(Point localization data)
:::
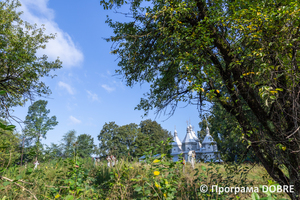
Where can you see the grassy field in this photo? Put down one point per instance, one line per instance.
(157, 179)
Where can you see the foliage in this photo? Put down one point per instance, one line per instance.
(76, 178)
(9, 141)
(228, 134)
(202, 132)
(85, 145)
(20, 68)
(38, 123)
(241, 54)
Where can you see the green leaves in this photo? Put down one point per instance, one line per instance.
(20, 68)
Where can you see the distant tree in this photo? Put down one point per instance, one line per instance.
(141, 144)
(54, 151)
(131, 140)
(85, 145)
(108, 139)
(154, 132)
(128, 134)
(9, 145)
(20, 68)
(69, 140)
(38, 123)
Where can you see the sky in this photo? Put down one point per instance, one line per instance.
(85, 93)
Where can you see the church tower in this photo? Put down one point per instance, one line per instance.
(176, 146)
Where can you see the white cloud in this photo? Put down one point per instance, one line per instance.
(37, 12)
(67, 87)
(92, 96)
(74, 120)
(107, 88)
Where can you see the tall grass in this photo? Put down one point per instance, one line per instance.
(53, 180)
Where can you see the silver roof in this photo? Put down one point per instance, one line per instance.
(177, 141)
(208, 138)
(189, 138)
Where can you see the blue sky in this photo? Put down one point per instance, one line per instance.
(85, 94)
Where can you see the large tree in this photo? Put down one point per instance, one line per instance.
(38, 123)
(20, 68)
(242, 54)
(85, 145)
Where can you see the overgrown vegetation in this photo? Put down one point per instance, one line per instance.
(155, 178)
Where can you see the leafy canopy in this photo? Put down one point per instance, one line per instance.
(242, 54)
(20, 68)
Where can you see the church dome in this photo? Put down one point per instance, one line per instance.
(208, 138)
(177, 141)
(189, 138)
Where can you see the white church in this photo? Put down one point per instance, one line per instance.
(207, 151)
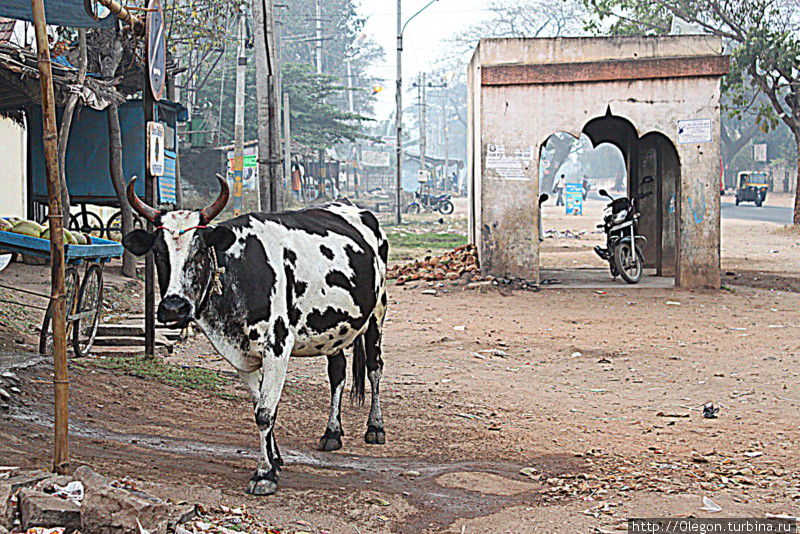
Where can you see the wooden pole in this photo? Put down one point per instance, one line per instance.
(238, 121)
(57, 290)
(150, 198)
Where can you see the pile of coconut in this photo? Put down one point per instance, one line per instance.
(34, 229)
(462, 262)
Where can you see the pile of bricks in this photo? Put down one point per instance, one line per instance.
(460, 263)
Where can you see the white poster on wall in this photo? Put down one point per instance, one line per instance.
(694, 131)
(509, 164)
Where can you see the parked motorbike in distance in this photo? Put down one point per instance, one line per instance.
(623, 250)
(428, 202)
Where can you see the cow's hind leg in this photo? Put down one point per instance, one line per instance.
(372, 345)
(332, 439)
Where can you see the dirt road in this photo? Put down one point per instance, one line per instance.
(600, 394)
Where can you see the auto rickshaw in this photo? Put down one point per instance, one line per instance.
(752, 187)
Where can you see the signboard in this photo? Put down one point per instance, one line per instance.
(166, 183)
(156, 49)
(574, 198)
(249, 167)
(155, 148)
(373, 158)
(760, 152)
(509, 164)
(694, 131)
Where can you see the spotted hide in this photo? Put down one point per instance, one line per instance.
(264, 287)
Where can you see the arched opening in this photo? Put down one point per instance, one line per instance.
(609, 155)
(568, 233)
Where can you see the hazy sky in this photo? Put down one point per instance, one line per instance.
(423, 39)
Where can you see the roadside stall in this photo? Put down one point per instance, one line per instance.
(84, 295)
(87, 165)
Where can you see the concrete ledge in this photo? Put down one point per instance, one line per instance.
(604, 71)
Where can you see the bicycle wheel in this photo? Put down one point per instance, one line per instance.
(46, 335)
(87, 311)
(114, 226)
(87, 222)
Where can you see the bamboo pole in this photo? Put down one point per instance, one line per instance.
(57, 291)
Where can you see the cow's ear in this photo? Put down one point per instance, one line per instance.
(220, 237)
(138, 242)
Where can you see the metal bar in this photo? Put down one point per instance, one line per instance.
(58, 291)
(23, 304)
(18, 290)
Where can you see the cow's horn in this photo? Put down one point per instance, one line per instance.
(213, 210)
(140, 207)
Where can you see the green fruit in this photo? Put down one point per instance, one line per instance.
(28, 228)
(69, 239)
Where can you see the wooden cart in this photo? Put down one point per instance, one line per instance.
(84, 295)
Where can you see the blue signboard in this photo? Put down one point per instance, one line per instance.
(166, 183)
(574, 198)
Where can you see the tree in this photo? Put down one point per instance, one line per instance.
(512, 18)
(316, 122)
(526, 18)
(342, 40)
(763, 36)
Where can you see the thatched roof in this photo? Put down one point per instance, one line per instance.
(19, 82)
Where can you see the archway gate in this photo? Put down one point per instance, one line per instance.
(656, 98)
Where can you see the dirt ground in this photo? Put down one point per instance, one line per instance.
(596, 396)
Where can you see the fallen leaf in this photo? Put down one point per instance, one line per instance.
(710, 506)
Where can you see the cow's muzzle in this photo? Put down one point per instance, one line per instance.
(174, 310)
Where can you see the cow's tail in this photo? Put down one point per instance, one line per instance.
(359, 370)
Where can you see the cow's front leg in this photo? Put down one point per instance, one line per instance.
(332, 438)
(372, 344)
(273, 375)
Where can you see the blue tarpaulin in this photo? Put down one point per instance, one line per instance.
(57, 12)
(87, 165)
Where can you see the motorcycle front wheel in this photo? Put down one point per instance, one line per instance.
(629, 262)
(446, 207)
(413, 208)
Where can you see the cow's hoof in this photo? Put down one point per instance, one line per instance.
(262, 486)
(375, 435)
(330, 441)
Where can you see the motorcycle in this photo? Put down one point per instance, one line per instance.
(623, 250)
(440, 203)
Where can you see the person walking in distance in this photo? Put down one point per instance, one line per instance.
(297, 181)
(558, 189)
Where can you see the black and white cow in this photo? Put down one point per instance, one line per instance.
(267, 286)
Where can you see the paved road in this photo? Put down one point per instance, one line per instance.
(750, 212)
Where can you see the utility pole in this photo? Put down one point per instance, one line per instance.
(57, 283)
(287, 138)
(446, 133)
(399, 116)
(238, 123)
(222, 81)
(422, 127)
(351, 108)
(318, 39)
(399, 102)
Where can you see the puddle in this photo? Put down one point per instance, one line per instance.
(440, 493)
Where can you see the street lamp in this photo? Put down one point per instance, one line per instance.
(401, 27)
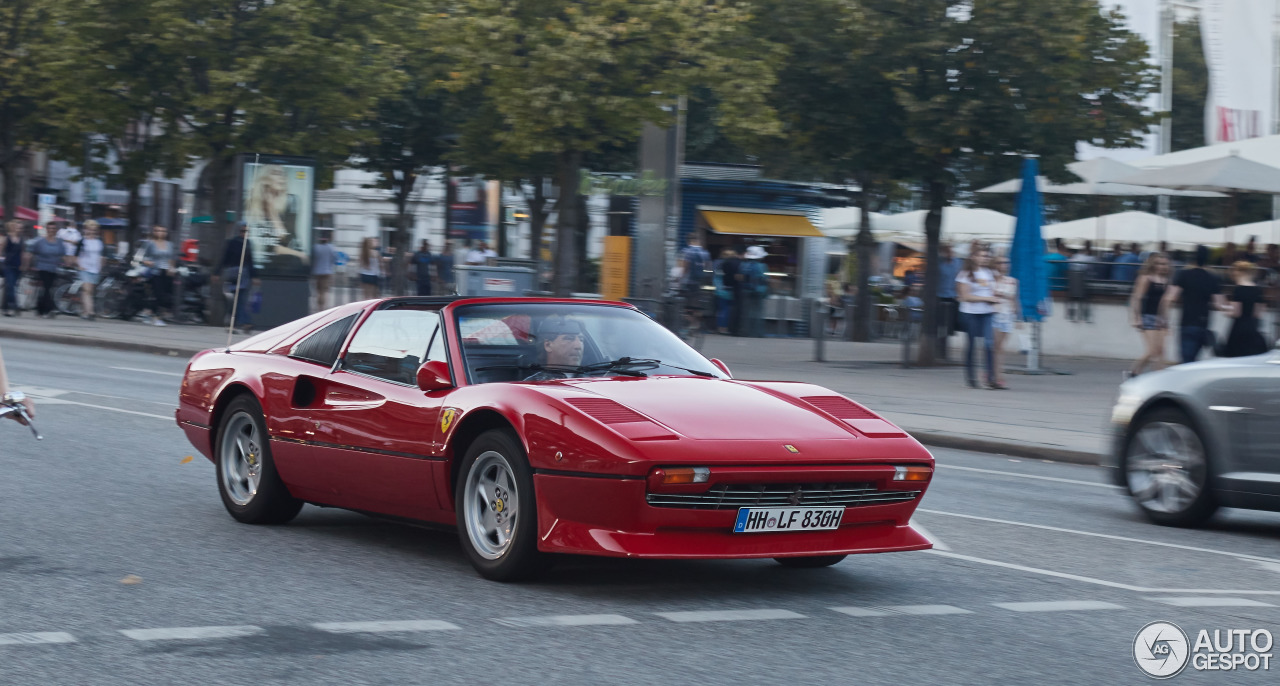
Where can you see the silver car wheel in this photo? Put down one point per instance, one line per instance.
(490, 504)
(241, 458)
(1165, 466)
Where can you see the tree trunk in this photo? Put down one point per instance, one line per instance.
(566, 223)
(933, 238)
(214, 242)
(859, 329)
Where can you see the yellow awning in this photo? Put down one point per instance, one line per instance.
(759, 224)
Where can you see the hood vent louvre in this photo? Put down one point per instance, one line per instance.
(607, 411)
(840, 407)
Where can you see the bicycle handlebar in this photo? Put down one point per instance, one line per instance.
(23, 417)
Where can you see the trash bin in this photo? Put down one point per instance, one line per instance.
(493, 280)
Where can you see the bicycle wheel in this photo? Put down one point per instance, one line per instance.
(67, 298)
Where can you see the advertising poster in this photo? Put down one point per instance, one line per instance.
(277, 196)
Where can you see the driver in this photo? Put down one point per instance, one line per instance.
(562, 342)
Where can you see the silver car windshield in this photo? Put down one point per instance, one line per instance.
(517, 342)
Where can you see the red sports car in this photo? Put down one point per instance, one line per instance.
(542, 426)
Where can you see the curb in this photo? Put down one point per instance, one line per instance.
(1004, 447)
(127, 346)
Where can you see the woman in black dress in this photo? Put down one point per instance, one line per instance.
(1244, 307)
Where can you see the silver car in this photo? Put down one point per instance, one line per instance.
(1193, 438)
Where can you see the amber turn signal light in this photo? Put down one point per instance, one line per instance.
(912, 474)
(686, 475)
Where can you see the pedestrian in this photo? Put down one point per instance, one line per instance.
(370, 268)
(421, 261)
(731, 277)
(240, 278)
(69, 236)
(976, 287)
(1246, 309)
(949, 314)
(14, 247)
(1148, 292)
(88, 259)
(755, 288)
(1008, 312)
(444, 268)
(46, 256)
(1197, 288)
(158, 257)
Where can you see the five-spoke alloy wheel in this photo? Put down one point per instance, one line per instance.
(247, 481)
(1166, 469)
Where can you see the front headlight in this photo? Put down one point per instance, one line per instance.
(1127, 405)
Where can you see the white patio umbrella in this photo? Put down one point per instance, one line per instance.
(1100, 178)
(1230, 174)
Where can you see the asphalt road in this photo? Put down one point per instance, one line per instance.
(1043, 574)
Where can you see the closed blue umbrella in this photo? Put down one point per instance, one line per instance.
(1027, 257)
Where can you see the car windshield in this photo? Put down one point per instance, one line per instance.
(540, 341)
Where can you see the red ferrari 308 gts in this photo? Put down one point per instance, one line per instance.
(542, 426)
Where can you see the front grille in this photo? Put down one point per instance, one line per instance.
(735, 495)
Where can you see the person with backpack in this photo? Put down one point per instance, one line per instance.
(755, 287)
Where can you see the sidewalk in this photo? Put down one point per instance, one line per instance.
(1059, 417)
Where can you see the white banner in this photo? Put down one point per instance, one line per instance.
(1238, 53)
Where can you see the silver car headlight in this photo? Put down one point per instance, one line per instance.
(1127, 405)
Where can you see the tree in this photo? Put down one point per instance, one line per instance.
(982, 79)
(277, 76)
(571, 77)
(31, 32)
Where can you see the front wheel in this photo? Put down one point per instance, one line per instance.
(496, 508)
(247, 481)
(809, 562)
(1166, 469)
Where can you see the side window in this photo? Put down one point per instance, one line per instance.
(323, 346)
(392, 344)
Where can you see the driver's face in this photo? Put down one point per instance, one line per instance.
(565, 350)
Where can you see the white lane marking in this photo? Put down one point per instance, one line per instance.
(36, 639)
(64, 401)
(901, 609)
(1057, 606)
(730, 614)
(923, 531)
(1110, 536)
(1192, 602)
(191, 632)
(376, 627)
(150, 371)
(567, 620)
(1091, 580)
(1078, 481)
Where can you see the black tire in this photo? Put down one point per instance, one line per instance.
(1197, 510)
(519, 558)
(272, 502)
(809, 562)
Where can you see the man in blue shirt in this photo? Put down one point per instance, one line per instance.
(1125, 266)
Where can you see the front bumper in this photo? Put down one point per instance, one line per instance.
(604, 516)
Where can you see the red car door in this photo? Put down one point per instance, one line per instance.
(374, 429)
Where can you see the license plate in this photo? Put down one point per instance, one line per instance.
(753, 520)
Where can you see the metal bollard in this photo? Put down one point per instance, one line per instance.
(819, 330)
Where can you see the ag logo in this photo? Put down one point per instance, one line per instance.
(447, 419)
(1161, 649)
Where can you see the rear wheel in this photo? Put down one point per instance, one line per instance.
(809, 562)
(247, 481)
(496, 508)
(1166, 469)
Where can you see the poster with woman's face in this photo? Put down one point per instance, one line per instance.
(278, 211)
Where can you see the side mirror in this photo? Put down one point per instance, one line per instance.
(722, 366)
(434, 375)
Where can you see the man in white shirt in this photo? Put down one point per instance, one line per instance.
(480, 254)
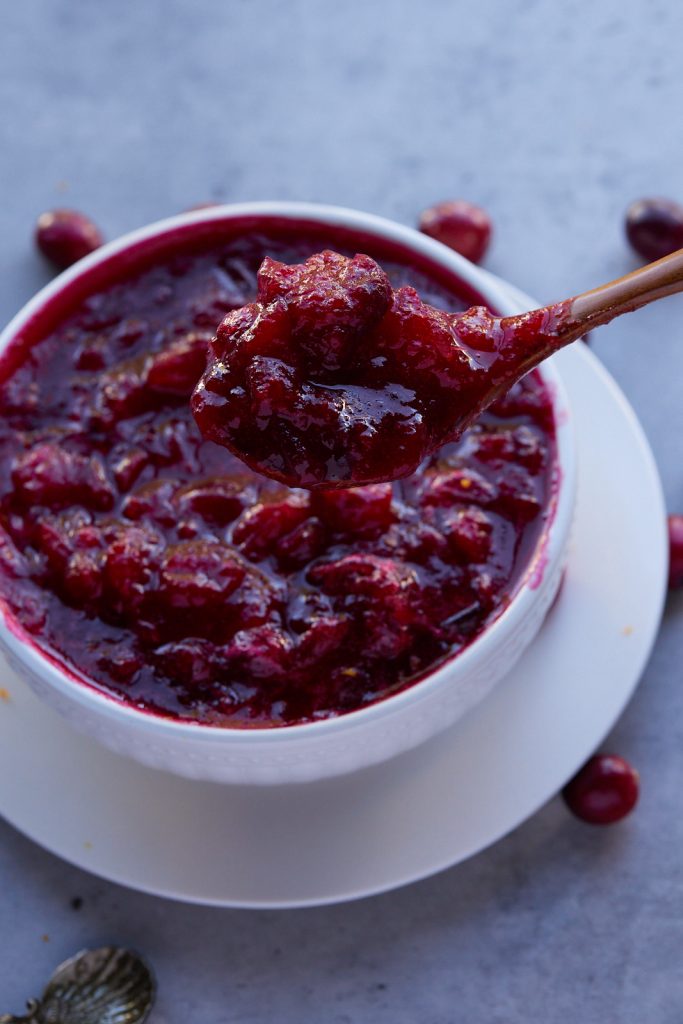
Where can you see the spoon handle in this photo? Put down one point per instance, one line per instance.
(626, 294)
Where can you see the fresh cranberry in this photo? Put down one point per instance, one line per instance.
(66, 236)
(460, 225)
(654, 227)
(675, 551)
(604, 791)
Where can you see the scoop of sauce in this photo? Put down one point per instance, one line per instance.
(332, 378)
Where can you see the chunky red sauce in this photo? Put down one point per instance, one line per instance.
(332, 378)
(177, 580)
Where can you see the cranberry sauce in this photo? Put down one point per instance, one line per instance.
(176, 580)
(334, 379)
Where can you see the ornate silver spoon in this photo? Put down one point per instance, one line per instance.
(95, 986)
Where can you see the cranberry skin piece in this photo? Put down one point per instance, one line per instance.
(654, 227)
(460, 225)
(604, 791)
(675, 551)
(63, 237)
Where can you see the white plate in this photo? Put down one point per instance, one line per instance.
(363, 834)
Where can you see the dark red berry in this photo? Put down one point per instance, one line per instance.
(604, 791)
(66, 236)
(461, 225)
(675, 551)
(654, 227)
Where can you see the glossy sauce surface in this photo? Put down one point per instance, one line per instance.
(332, 378)
(176, 579)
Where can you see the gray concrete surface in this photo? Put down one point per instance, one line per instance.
(552, 116)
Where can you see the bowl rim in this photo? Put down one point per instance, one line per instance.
(549, 548)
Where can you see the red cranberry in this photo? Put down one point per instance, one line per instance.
(604, 791)
(654, 227)
(675, 551)
(461, 225)
(66, 236)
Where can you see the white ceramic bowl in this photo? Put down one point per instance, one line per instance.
(311, 751)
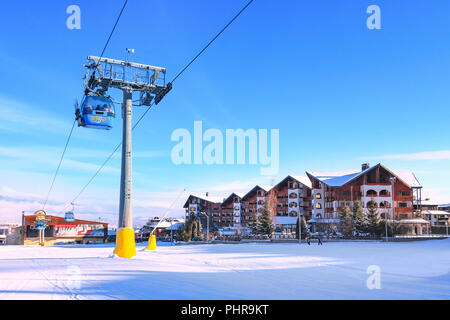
:::
• [Problem statement]:
Pictures stay out; reproduce exactly the lines from the one containing "Where can you see the scoop" through the end of the data.

• [Answer to the problem]:
Where can you see the scoop of sauce in this photo? Put down one point per instance, one line per instance.
(332, 378)
Where can you see the chunky red sauce in this photo? Put down one point per instance, one line per instance.
(332, 378)
(177, 580)
Where can you see the cranberry sauce in this photo? Put down one point per instance, one line per instance.
(176, 580)
(334, 379)
Where can you see the ornate silver spoon in this photo? Put down one point per instance, one line per instance.
(95, 986)
Where can you see the cranberry skin piece in this photo? Put down one point per instance, one line per instance.
(654, 227)
(460, 225)
(604, 791)
(675, 551)
(63, 237)
Where can you see the white plate in this photo? Put down one point per instance, one line per instance.
(363, 834)
Where can you see the dark red berry in this photo? Put down one point per instance, one line per instance.
(604, 791)
(66, 236)
(461, 225)
(675, 551)
(654, 227)
Where can you see the glossy sauce surface in this photo? Put down one point per instance, one line per instance.
(332, 378)
(176, 579)
Where can you see the gray concrete surface in this photo? Put down one point per instance, one line per instance.
(552, 116)
Where can you see the bowl rim in this photo? Put down one point per instance, one line per instance.
(549, 548)
Where can you see the red cranberry in this photo? Put down one point per instance, one line per instance.
(604, 791)
(654, 227)
(675, 551)
(461, 225)
(66, 236)
Where can you see the white ceramic bowl in this photo? Put down one point per instance, one line per instance.
(311, 751)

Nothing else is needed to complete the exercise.